> Written problem
Reproduce every line of the material below word for word, leaving out the pictures.

> Segmentation annotation records
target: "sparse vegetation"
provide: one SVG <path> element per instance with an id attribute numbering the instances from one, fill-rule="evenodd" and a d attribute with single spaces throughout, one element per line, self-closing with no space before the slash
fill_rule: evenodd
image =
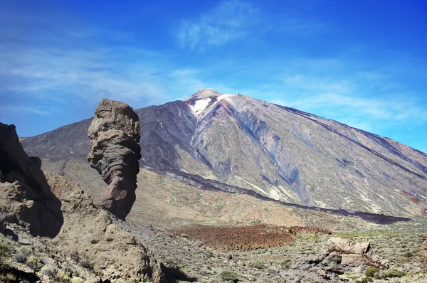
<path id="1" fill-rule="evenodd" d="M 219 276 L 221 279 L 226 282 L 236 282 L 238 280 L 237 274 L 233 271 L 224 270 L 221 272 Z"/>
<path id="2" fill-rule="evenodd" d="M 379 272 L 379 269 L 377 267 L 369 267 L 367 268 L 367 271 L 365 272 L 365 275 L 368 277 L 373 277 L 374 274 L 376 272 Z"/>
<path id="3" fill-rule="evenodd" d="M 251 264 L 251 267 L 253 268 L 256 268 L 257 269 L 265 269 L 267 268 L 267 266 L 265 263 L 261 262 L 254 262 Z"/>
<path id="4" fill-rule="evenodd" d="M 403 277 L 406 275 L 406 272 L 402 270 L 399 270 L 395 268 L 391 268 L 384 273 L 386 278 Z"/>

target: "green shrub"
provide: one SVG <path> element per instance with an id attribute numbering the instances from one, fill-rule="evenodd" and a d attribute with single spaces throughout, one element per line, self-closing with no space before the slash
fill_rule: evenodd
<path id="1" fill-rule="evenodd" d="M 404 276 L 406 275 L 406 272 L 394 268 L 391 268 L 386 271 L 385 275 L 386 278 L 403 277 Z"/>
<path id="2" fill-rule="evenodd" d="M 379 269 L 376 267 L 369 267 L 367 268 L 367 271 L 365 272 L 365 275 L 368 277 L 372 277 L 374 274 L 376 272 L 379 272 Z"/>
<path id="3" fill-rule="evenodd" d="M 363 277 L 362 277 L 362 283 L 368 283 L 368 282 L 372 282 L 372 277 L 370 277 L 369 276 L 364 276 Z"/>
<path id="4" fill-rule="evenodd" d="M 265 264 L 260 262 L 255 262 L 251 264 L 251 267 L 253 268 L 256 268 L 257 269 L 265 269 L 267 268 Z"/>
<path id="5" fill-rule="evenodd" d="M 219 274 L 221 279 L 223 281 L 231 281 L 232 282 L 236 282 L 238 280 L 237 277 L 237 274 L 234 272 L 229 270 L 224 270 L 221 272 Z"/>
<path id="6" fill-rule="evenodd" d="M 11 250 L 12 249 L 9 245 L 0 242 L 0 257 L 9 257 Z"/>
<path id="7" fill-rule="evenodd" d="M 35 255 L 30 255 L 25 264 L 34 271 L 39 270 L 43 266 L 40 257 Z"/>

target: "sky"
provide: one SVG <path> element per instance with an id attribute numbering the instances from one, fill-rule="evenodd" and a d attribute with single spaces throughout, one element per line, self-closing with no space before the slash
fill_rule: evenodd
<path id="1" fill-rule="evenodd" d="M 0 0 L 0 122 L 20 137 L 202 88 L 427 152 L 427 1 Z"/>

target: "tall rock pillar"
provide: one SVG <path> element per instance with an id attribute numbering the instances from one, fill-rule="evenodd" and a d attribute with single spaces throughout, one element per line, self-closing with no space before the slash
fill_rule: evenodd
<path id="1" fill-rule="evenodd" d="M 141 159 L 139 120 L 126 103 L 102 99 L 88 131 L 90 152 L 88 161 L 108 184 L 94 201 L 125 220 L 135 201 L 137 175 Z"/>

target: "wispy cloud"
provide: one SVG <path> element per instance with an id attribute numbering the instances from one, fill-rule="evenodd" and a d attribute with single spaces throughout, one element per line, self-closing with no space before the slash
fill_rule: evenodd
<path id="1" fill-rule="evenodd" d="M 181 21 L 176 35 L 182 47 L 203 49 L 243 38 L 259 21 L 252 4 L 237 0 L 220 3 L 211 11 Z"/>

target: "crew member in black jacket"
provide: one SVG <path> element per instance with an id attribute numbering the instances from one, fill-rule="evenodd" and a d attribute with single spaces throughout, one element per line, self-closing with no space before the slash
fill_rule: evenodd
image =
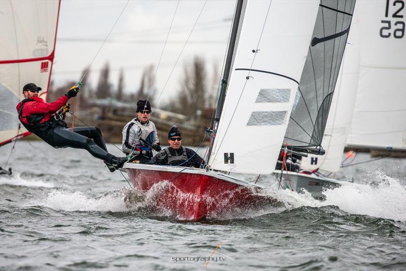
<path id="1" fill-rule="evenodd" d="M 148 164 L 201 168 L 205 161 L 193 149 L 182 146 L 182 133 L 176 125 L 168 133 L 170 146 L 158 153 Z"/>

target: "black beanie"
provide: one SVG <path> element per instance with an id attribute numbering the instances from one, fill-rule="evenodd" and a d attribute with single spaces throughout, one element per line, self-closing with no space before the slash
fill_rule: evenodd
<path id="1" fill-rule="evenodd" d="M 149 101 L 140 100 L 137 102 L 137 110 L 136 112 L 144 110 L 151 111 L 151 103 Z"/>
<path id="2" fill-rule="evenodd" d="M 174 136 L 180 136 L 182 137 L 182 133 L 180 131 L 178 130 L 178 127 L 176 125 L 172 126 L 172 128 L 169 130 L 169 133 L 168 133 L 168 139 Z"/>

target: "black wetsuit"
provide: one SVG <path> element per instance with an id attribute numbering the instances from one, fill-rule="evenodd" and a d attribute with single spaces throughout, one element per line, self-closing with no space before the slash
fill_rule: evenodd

> Output of the exercise
target: "sparse vegetation"
provide: one SVG <path> element per instance with an id attribute numbering the instances from one, fill-rule="evenodd" and a d attribute with single spaces throughout, one element per line, self-closing with no space before the slash
fill_rule: evenodd
image =
<path id="1" fill-rule="evenodd" d="M 219 276 L 221 279 L 226 282 L 236 282 L 238 280 L 237 274 L 233 271 L 224 270 L 221 272 Z"/>
<path id="2" fill-rule="evenodd" d="M 379 272 L 379 269 L 377 267 L 369 267 L 367 268 L 367 271 L 365 272 L 365 275 L 368 277 L 373 277 L 374 274 L 376 272 Z"/>
<path id="3" fill-rule="evenodd" d="M 251 264 L 251 267 L 253 268 L 256 268 L 257 269 L 265 269 L 267 268 L 267 266 L 265 263 L 261 262 L 254 262 Z"/>
<path id="4" fill-rule="evenodd" d="M 403 277 L 406 275 L 406 272 L 402 270 L 399 270 L 395 268 L 391 268 L 384 273 L 386 278 Z"/>

target: "green shrub"
provide: one SVG <path> element per instance with an id attribute numbering the instances from one, fill-rule="evenodd" and a d attribute with single spaces throughout, one element per line, self-closing with no space before the slash
fill_rule: evenodd
<path id="1" fill-rule="evenodd" d="M 404 276 L 406 275 L 406 272 L 394 268 L 391 268 L 386 271 L 385 275 L 386 278 L 403 277 Z"/>
<path id="2" fill-rule="evenodd" d="M 379 269 L 376 267 L 369 267 L 367 268 L 367 271 L 365 272 L 365 275 L 368 277 L 372 277 L 374 274 L 376 272 L 379 272 Z"/>
<path id="3" fill-rule="evenodd" d="M 363 277 L 362 277 L 362 283 L 368 283 L 368 282 L 372 282 L 372 277 L 370 277 L 369 276 L 364 276 Z"/>
<path id="4" fill-rule="evenodd" d="M 265 264 L 260 262 L 255 262 L 251 264 L 251 267 L 253 268 L 256 268 L 257 269 L 265 269 L 267 268 Z"/>
<path id="5" fill-rule="evenodd" d="M 219 274 L 221 279 L 223 281 L 231 281 L 232 282 L 236 282 L 238 280 L 237 277 L 237 274 L 234 272 L 229 270 L 224 270 L 221 272 Z"/>
<path id="6" fill-rule="evenodd" d="M 11 250 L 12 249 L 9 245 L 0 242 L 0 257 L 9 257 Z"/>
<path id="7" fill-rule="evenodd" d="M 35 255 L 30 255 L 25 264 L 34 271 L 39 270 L 43 266 L 40 257 Z"/>

target: "sky"
provide: one SVG <path> element per instance with an id attribute numbering the instances from one, fill-rule="evenodd" and a d attribute with single spaces throughout, one element per line, self-closing with no space before the slash
fill_rule: evenodd
<path id="1" fill-rule="evenodd" d="M 0 0 L 0 122 L 20 137 L 202 88 L 427 152 L 427 1 Z"/>

target: "tall rock pillar"
provide: one SVG <path> element per instance with an id attribute numbering the instances from one, fill-rule="evenodd" and a d attribute with single spaces throughout, one element per line, self-closing with no space before the slash
fill_rule: evenodd
<path id="1" fill-rule="evenodd" d="M 141 159 L 139 120 L 126 103 L 102 99 L 88 131 L 90 152 L 88 161 L 108 184 L 94 201 L 125 220 L 135 201 L 137 175 Z"/>

target: "wispy cloud"
provide: one SVG <path> element per instance with an id attribute numbering the instances from one, fill-rule="evenodd" and a d attribute with single spaces throughout, one element per line, self-closing with no space before the slash
fill_rule: evenodd
<path id="1" fill-rule="evenodd" d="M 181 21 L 176 35 L 182 47 L 203 49 L 243 38 L 259 21 L 252 4 L 237 0 L 220 3 L 211 11 Z"/>

target: "crew member in black jacket"
provide: one SVG <path> element per instance with an id attribute numbering the instances from one, fill-rule="evenodd" and a d attribute with single spaces throughout, one element per line, self-closing with no space before the slash
fill_rule: evenodd
image =
<path id="1" fill-rule="evenodd" d="M 148 164 L 201 168 L 205 161 L 193 149 L 182 146 L 182 133 L 176 125 L 168 133 L 170 146 L 158 153 Z"/>

target: "black beanie"
provide: one SVG <path> element per instance with an id attribute numbering the instances from one, fill-rule="evenodd" and a d attribute with single spaces throughout, one element per line, self-closing with no space before the slash
fill_rule: evenodd
<path id="1" fill-rule="evenodd" d="M 149 101 L 140 100 L 137 102 L 137 110 L 136 112 L 144 110 L 151 111 L 151 103 Z"/>
<path id="2" fill-rule="evenodd" d="M 174 136 L 180 136 L 182 137 L 182 133 L 180 131 L 178 130 L 178 127 L 176 125 L 172 126 L 172 128 L 169 130 L 169 133 L 168 133 L 168 139 Z"/>

target: "black wetsuit"
provide: one SVG <path> element per instance with an id attribute numbering the instances from one, fill-rule="evenodd" and a d attribute with single spaces throughout, one element per line, self-closing with no space before the slash
fill_rule: evenodd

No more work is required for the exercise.